■ Textauszug ■
--
Raus aus den Schubladen!
Letztens war es wieder einmal so weit. Ein lautes „Prösterchen!!!“ schallte durchs Abteil des Regionalexpress, danach folgten ein lautes, mehrkehliges Lachen, dann der süße Duft von günstigem Prosecco und Energy Drinks, zwei leere „Döschen“ rollten zu meinen Füßen drei Reihen weiter hinten. „Herzlichen Glückwunsch!“, sagte ich freundlich, aber bestimmt. Und fügte an: „Aber ich bin hier am Lesen und unterwegs zu einem Vortrag – geht es etwas leiser?“ „Spaßbremse“, schallte es zurück. Und dann fügte eine der jungen Frauen an: „Wir Mädels sind halt so 😉😜🥰🥂“, was natürlich auch auf ihren T-Shirts stand.
Nein, sind wir nicht, dachte ich. Und notierte die Szene in meinem Notizbuch. Warum? Nun, nicht nur angetrunkene Junggesellinnenabschiednehmerinnen begeistern sich für simple Rollenbilder. Schon kleine Jungs wissen: „Ein Indianer kennt keinen Schmerz“. Und überhaupt: „Männer weinen nicht“. Selbst wenn das alles „Spaß“ sein soll und es Menschen gibt, die sich ganz muckelig in ihrer Schublade eingerichtet haben: Geschlechterstereotype schränken Menschen ein, pressen sie in ein gewünschtes Format und rauben ihnen Möglichkeiten.
Und dass ich mich auch nicht für eine spezielle Spielart des Schubladendenkens begeistern kann, die aktuell besonders beliebt ist – typisch „weibliche“ Eigenschaften und ihre Trägerinnen zu feiern –, wissen Sie seit meiner letzten Kolumne.
Nur „richtige“ Frauen sollen was werden
Natürlich ist es großartig, wenn die oft unterschätzten „Soft Skills“ Zuhören, Teamfähigkeit, Empathie oder Hilfsbereitschaft endlich die Würdigung erfahren, die sie verdienen. Wer sie aber „gendert“, als typisch „weiblich“ zelebriert, erweist ihnen dennoch einen Bärendienst.
--
■ Gezeigtes Material ■

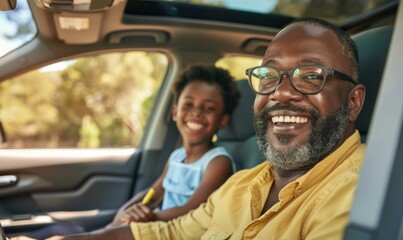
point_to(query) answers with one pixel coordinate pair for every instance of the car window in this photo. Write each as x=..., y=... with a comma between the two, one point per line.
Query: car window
x=17, y=27
x=92, y=102
x=236, y=65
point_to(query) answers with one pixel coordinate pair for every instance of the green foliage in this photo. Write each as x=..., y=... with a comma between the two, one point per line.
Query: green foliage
x=100, y=101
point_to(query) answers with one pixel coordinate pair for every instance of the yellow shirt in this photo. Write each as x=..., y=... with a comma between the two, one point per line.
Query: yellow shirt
x=314, y=206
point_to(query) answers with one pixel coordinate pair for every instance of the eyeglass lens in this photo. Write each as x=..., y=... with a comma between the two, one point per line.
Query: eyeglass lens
x=306, y=79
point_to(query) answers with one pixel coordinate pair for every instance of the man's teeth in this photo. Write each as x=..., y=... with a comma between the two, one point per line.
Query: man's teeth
x=194, y=126
x=289, y=119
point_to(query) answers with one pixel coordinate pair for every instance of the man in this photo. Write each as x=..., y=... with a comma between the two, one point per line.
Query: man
x=307, y=102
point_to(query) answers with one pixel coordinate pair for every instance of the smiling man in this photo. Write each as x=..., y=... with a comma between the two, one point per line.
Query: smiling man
x=307, y=102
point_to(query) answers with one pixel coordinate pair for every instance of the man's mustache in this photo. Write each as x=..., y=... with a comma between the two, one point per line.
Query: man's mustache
x=291, y=107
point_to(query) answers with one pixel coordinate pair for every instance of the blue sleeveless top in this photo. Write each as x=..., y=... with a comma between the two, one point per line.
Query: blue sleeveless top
x=182, y=179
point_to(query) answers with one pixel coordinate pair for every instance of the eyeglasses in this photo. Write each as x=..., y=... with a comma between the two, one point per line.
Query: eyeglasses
x=307, y=79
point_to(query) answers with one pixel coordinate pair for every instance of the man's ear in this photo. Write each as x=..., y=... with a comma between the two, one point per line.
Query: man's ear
x=224, y=121
x=174, y=111
x=356, y=101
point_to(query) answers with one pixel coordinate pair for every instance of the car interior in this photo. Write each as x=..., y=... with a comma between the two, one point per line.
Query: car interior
x=86, y=186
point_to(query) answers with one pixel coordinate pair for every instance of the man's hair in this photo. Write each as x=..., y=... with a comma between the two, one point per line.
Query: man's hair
x=210, y=75
x=349, y=48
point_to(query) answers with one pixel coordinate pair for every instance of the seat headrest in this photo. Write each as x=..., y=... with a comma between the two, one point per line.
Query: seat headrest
x=240, y=125
x=373, y=46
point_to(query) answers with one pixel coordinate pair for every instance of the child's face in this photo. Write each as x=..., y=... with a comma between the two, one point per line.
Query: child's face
x=199, y=112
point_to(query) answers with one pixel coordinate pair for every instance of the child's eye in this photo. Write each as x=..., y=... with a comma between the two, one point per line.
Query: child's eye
x=209, y=109
x=187, y=105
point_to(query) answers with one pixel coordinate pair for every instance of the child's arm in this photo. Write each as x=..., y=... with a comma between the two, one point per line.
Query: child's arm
x=131, y=211
x=217, y=172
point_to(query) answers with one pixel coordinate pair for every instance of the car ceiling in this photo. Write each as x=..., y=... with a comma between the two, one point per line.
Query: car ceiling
x=127, y=26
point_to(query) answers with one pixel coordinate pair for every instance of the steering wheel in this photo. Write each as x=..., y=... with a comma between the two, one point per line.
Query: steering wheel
x=2, y=235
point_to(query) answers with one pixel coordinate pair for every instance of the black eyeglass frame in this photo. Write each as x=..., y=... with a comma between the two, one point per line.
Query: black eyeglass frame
x=327, y=71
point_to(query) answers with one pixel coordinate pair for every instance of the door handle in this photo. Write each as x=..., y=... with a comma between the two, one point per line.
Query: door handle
x=8, y=180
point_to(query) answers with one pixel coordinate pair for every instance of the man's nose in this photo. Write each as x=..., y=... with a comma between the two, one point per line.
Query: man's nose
x=285, y=91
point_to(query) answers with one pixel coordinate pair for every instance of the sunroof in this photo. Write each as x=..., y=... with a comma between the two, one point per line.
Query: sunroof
x=336, y=11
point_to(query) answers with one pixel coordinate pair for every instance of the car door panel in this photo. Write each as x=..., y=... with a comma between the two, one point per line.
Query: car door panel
x=81, y=186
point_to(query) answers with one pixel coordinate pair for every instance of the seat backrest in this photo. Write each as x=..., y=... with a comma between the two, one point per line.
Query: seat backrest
x=373, y=46
x=239, y=136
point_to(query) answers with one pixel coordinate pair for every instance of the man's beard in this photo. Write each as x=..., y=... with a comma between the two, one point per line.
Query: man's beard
x=326, y=134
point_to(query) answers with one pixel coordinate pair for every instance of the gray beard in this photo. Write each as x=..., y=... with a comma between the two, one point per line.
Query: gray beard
x=326, y=134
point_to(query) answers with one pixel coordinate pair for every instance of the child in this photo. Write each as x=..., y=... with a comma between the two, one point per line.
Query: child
x=205, y=97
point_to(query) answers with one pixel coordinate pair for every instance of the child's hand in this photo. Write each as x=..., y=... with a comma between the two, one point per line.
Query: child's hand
x=137, y=213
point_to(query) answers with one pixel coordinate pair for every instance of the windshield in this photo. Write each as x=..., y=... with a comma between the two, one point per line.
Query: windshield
x=17, y=27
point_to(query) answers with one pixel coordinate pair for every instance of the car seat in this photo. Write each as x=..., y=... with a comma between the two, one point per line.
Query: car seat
x=239, y=136
x=373, y=46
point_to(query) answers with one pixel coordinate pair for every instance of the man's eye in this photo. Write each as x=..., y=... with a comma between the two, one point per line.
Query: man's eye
x=269, y=77
x=187, y=105
x=312, y=77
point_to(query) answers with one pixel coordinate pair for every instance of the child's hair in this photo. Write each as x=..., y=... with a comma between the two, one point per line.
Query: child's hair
x=211, y=75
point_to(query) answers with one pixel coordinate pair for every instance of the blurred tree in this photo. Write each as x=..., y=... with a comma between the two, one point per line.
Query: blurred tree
x=100, y=101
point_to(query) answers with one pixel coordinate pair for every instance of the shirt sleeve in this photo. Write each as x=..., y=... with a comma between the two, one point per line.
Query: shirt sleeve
x=331, y=214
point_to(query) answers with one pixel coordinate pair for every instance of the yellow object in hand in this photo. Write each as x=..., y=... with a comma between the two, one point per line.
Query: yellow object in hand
x=147, y=198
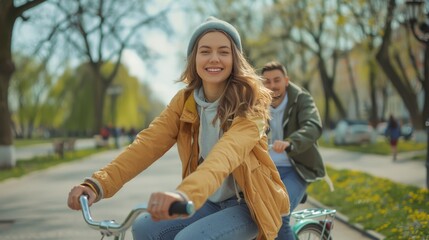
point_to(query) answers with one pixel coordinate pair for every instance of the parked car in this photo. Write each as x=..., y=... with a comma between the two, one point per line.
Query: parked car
x=406, y=130
x=353, y=132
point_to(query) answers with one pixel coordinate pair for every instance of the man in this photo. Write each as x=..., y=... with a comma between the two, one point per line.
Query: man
x=295, y=126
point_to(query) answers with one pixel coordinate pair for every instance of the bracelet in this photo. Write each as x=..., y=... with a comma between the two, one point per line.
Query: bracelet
x=85, y=184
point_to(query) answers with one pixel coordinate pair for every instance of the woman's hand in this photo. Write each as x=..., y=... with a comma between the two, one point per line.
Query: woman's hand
x=76, y=192
x=159, y=204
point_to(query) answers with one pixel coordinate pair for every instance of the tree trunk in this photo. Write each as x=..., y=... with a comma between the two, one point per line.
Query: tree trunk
x=7, y=68
x=385, y=60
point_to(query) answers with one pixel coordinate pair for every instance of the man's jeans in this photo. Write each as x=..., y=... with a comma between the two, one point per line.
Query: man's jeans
x=296, y=188
x=225, y=220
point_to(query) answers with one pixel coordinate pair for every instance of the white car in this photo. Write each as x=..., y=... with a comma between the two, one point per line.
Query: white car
x=353, y=132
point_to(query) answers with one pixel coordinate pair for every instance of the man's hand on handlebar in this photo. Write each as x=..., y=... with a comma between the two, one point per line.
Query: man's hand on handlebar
x=76, y=192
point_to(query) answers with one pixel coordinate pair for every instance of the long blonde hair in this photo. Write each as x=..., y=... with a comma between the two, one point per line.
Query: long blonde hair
x=244, y=93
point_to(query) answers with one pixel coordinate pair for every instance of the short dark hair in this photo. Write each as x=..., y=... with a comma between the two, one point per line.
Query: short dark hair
x=274, y=65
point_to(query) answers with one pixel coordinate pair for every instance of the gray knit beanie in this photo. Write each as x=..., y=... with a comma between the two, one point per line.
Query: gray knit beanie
x=217, y=24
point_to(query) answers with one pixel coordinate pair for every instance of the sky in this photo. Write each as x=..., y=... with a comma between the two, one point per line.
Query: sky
x=169, y=67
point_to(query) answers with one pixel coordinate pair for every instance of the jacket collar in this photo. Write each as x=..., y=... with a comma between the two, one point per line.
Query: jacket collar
x=189, y=114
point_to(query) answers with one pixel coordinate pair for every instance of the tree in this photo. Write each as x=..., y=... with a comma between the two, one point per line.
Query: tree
x=368, y=17
x=99, y=32
x=390, y=60
x=28, y=90
x=9, y=13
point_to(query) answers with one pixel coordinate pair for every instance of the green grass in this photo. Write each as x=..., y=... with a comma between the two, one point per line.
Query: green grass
x=397, y=211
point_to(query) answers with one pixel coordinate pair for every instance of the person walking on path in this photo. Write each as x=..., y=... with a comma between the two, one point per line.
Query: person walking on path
x=295, y=126
x=393, y=133
x=218, y=122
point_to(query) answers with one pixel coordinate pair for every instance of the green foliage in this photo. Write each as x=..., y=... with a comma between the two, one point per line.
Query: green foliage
x=381, y=147
x=28, y=90
x=394, y=210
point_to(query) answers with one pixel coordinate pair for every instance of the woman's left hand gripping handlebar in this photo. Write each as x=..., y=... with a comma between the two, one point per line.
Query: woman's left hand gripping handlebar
x=76, y=192
x=159, y=204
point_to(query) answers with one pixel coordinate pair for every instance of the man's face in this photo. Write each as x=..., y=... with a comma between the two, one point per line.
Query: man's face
x=277, y=83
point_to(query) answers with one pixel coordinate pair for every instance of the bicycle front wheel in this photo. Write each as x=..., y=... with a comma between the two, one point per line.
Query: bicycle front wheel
x=313, y=231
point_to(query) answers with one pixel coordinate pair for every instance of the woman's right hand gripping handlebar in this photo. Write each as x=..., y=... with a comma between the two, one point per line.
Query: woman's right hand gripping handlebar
x=76, y=192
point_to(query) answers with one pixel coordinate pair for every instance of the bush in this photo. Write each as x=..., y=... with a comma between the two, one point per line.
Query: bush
x=395, y=210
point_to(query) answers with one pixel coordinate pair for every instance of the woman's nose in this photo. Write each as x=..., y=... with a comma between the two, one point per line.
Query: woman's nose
x=214, y=57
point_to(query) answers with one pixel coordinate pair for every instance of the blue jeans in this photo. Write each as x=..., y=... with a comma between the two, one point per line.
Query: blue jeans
x=296, y=187
x=228, y=219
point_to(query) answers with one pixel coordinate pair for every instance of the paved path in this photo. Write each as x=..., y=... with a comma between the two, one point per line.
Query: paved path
x=34, y=206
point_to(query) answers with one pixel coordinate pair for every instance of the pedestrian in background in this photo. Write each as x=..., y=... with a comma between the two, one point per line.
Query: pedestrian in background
x=218, y=122
x=295, y=126
x=393, y=133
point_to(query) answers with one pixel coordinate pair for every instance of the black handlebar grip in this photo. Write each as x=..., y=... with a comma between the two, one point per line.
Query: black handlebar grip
x=182, y=208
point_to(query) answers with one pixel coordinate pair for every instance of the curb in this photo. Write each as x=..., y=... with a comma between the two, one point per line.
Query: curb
x=344, y=219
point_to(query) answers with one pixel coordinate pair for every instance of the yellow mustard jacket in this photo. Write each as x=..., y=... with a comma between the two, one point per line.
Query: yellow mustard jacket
x=242, y=151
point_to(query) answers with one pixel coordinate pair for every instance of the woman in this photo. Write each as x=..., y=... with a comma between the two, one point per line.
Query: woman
x=393, y=133
x=218, y=122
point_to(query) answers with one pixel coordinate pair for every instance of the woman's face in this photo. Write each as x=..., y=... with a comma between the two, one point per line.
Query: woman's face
x=214, y=60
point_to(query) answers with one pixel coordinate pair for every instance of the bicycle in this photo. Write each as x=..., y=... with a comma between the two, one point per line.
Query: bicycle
x=109, y=228
x=308, y=225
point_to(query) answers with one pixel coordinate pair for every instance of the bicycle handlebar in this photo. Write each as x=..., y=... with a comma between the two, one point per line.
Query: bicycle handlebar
x=110, y=227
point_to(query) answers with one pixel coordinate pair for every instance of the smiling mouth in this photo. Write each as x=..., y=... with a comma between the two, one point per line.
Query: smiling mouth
x=214, y=70
x=275, y=95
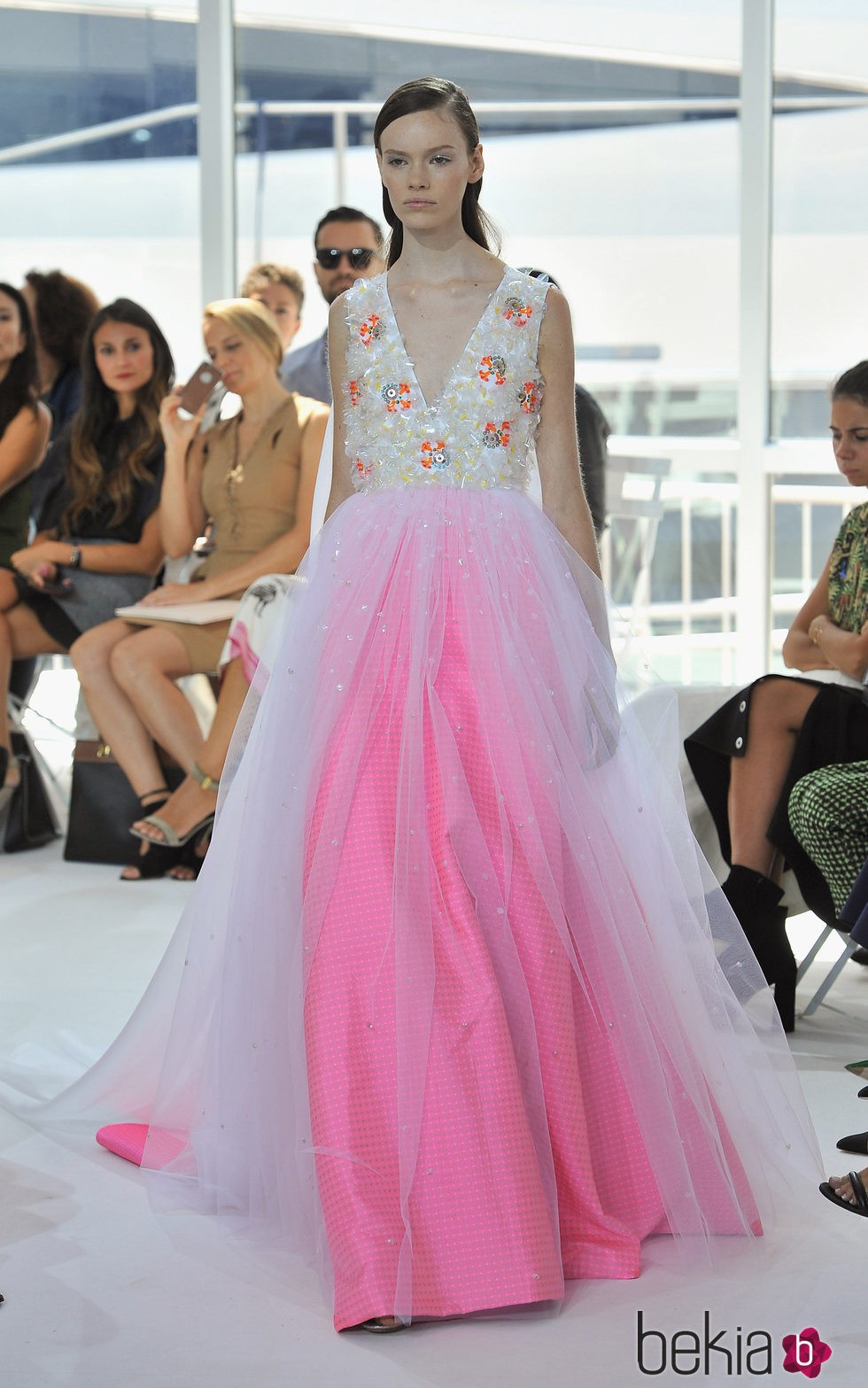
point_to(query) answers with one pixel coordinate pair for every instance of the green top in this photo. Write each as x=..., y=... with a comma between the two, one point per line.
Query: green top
x=849, y=572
--
■ Aufgaben ■
**A.** Wohin war die erzählende Person laut dem Textauszug im Regionalexpress unterwegs?
**B.** Zähle alle „Soft Skills“ auf, die im Textauszug ausdrücklich genannt werden.

■ Lösungen ■
**A.** Zu einem Vortrag.

**B.** Zuhören, Teamfähigkeit, Empathie, Hilfsbereitschaft